Tarefas propostas -
(1) No artigo sobre a maioridade penal, reescreva tudo de "O Caso Liana" até "presos dias depois.", pondo "mata" no lugar de "floresta".
(2) Responda com base no artigo sobre a maioridade penal:
(a) Em que mês e ano o autor escreveu o artigo "Qual será o nome da próxima Lei?"?
(b) Para quantos anos a PEC do senador Magno Malta buscava reduzir a maioridade penal?
(c) Em que dia os corpos de Liana e Felipe foram encontrados?
(3) As afirmações a seguir estão de acordo com o artigo sobre a maioridade penal? Responda sim ou não a cada uma e cite as palavras do artigo que decidem a questão.
(a) Liana e Felipe avisaram os pais antes de ir acampar.
(b) O senador Malta deu ao projeto o nome de "Liana Friedenbach".
(c) Felipe tinha 19 anos.

Trecho do texto -
============================================================

Quanto à maioridade, demagogia continua a mesma

Por Leonardo Isaac Yarochewski* – Justificando

Em novembro de 2003 escrevi um artigo intitulado “Qual será o nome da próxima Lei?”. No referido artigo, publicado em veículos de comunicação, incluindo site jurídico, eu questionava a Proposta de Emenda Constitucional (PEC) do Senador da República Magno Malta (PL-ES), buscando a redução da “maioridade penal” para 13 (treze) anos quando houvesse “crime hediondo”. O Projeto foi batizado pelo senador Malta de “Liana Friedenbach”. Referência feita à morte da jovem Liana Friedenbach.

O Caso Liana Friedenbach e Felipe Caffé, que abalou a sociedade brasileira (principalmente a elite), ocorreu na zona rural de Embu-Guaçu, região metropolitana de São Paulo, entre 1 e 5 de novembro de 2003. Liana e Felipe eram namorados e decidiram, sem o conhecimento dos pais, passar um final de semana acampando na floresta numa área isolada de Embu-Guaçu. O crime consistiu na tortura e homicídio do jovem Felipe Silva Caffé (19 anos) e da menor Liana Bei Friedenbach (16), por Paulo César da Silva Marques, o “Pernambuco” e Roberto Aparecido Alves Cardoso, menor infrator conhecido como “Champinha“, Antônio Caetano, Antônio Matias e Agnaldo Pires, além do do estupro e tortura desta última por todos. Os corpos de Liana e Felipe foram encontrados no dia 10 de novembro. “Champinha“, “Pernambuco“, Antônio Caetano, Antônio Matias e Agnaldo Pires foram presos dias depois.

============================================================

Dados -

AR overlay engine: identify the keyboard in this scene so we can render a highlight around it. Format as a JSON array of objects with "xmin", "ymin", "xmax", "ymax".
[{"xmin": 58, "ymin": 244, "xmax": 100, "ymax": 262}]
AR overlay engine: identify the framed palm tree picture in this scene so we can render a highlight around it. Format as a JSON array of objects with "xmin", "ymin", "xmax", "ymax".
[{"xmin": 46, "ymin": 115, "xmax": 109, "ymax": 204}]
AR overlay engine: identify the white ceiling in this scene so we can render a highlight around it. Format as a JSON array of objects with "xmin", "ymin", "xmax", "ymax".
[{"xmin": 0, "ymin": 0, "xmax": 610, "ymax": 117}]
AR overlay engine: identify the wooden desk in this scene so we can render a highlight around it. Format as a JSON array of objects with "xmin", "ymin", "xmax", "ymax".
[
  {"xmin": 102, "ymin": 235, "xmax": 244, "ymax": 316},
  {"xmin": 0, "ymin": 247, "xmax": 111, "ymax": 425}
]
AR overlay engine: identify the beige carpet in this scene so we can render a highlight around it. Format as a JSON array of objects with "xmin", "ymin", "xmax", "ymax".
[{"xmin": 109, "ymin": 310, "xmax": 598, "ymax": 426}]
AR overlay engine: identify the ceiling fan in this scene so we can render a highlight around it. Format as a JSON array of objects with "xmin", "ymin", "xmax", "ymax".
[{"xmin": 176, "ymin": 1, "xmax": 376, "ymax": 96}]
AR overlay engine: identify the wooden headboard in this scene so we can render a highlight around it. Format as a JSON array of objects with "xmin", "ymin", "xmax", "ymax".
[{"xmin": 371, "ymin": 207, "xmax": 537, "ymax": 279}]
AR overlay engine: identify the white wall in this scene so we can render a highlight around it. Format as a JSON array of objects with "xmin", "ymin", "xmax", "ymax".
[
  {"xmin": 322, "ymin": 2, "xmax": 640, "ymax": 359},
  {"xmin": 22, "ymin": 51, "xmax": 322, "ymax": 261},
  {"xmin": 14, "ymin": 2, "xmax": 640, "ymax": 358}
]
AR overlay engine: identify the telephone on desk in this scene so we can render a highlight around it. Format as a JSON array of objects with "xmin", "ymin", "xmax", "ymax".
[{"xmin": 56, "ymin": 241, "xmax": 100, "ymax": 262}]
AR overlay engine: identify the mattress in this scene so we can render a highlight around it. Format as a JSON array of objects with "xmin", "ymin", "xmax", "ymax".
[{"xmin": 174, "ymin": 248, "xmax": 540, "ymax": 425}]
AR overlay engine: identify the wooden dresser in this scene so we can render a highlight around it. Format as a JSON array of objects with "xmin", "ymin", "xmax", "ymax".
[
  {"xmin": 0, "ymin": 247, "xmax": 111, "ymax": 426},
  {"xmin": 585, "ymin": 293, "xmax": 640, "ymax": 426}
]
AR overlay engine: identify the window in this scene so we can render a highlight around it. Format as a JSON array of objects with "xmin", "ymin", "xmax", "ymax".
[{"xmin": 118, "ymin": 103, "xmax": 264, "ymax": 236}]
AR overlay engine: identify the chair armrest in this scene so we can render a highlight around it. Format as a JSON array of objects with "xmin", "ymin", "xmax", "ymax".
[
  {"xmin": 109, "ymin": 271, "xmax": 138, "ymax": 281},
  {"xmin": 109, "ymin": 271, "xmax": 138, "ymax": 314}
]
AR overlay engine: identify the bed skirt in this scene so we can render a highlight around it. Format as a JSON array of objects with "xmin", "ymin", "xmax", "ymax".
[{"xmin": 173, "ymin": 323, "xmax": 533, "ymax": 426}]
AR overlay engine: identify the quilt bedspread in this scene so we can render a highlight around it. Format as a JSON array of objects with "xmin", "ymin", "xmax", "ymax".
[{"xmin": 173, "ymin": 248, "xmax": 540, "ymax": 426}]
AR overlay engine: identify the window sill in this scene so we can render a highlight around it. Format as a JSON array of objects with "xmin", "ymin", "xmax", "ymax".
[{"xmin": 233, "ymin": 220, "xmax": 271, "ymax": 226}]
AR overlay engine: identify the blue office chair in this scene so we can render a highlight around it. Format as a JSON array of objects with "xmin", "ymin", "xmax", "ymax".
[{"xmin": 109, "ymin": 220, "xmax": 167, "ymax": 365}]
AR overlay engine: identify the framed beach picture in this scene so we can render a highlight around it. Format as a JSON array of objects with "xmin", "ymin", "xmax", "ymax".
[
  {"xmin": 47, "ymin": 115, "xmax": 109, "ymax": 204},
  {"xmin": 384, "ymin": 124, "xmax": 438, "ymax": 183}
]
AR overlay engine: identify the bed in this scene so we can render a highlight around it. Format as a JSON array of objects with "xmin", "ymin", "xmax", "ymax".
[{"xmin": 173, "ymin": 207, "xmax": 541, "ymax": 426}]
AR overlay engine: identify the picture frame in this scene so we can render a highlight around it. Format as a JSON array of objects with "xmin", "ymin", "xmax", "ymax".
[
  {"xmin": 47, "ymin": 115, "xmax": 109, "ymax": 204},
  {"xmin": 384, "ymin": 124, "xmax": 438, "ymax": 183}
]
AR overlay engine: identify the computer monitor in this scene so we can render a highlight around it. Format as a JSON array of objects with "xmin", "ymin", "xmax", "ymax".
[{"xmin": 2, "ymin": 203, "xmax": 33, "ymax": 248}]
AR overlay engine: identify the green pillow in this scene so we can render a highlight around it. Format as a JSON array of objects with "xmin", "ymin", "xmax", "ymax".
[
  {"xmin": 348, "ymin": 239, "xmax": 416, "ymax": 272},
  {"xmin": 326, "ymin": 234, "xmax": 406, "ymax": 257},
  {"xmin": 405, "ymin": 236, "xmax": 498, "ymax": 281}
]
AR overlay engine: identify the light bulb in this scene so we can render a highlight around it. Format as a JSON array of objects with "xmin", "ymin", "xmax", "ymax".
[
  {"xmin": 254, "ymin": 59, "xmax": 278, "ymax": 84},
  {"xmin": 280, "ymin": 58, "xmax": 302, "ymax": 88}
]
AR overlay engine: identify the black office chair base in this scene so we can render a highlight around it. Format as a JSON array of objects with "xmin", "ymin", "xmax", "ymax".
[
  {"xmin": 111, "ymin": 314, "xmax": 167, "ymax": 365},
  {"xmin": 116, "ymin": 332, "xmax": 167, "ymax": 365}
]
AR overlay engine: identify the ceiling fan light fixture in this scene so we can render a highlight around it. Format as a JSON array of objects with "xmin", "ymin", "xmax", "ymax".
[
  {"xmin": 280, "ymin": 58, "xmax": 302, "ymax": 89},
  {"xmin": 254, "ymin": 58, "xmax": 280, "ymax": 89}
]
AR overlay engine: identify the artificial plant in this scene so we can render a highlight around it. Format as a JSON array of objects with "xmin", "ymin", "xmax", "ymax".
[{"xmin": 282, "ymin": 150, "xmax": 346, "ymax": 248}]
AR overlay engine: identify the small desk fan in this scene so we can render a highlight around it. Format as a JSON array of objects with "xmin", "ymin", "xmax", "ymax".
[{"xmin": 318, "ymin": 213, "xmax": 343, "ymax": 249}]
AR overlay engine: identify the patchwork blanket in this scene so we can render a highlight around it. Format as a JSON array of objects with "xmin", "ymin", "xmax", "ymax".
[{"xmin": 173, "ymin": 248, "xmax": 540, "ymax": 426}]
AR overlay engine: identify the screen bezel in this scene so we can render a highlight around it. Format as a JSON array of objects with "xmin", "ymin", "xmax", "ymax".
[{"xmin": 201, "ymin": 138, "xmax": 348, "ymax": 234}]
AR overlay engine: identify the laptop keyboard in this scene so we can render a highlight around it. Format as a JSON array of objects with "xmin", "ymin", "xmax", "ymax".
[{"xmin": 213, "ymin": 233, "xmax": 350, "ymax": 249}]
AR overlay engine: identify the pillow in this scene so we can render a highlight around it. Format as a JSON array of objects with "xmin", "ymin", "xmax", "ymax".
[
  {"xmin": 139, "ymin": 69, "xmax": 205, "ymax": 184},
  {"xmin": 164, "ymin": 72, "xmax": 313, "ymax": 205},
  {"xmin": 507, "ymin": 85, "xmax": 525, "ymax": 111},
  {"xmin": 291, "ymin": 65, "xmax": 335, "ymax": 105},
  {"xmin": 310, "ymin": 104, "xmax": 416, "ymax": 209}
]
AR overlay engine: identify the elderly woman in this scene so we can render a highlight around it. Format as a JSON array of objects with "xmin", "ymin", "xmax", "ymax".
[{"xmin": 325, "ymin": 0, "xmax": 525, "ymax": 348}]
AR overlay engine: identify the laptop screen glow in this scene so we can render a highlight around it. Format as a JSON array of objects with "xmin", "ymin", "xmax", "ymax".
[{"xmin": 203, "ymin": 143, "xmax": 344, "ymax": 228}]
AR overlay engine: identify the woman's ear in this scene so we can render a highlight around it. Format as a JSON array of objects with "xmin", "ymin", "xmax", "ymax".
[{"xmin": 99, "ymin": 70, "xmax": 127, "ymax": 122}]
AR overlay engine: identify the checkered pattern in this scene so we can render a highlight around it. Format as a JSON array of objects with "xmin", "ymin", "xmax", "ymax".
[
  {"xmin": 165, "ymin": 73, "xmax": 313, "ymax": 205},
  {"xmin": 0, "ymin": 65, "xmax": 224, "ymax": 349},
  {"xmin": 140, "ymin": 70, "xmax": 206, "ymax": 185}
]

============================================================

Respostas -
(1)
O Caso Liana Friedenbach e Felipe Caffé, que abalou a sociedade brasileira (principalmente a elite), ocorreu na zona rural de Embu-Guaçu, região metropolitana de São Paulo, entre 1 e 5 de novembro de 2003. Liana e Felipe eram namorados e decidiram, sem o conhecimento dos pais, passar um final de semana acampando na mata numa área isolada de Embu-Guaçu. O crime consistiu na tortura e homicídio do jovem Felipe Silva Caffé (19 anos) e da menor Liana Bei Friedenbach (16), por Paulo César da Silva Marques, o “Pernambuco” e Roberto Aparecido Alves Cardoso, menor infrator conhecido como “Champinha“, Antônio Caetano, Antônio Matias e Agnaldo Pires, além do do estupro e tortura desta última por todos. Os corpos de Liana e Felipe foram encontrados no dia 10 de novembro. “Champinha“, “Pernambuco“, Antônio Caetano, Antônio Matias e Agnaldo Pires foram presos dias depois.

(2)
(a) Em novembro de 2003.
(b) Para 13 anos, quando houvesse crime hediondo.
(c) No dia 10 de novembro.

(3)
(a) Não: "sem o conhecimento dos pais".
(b) Sim: "O Projeto foi batizado pelo senador Malta de “Liana Friedenbach”."
(c) Sim: "Felipe Silva Caffé (19 anos)".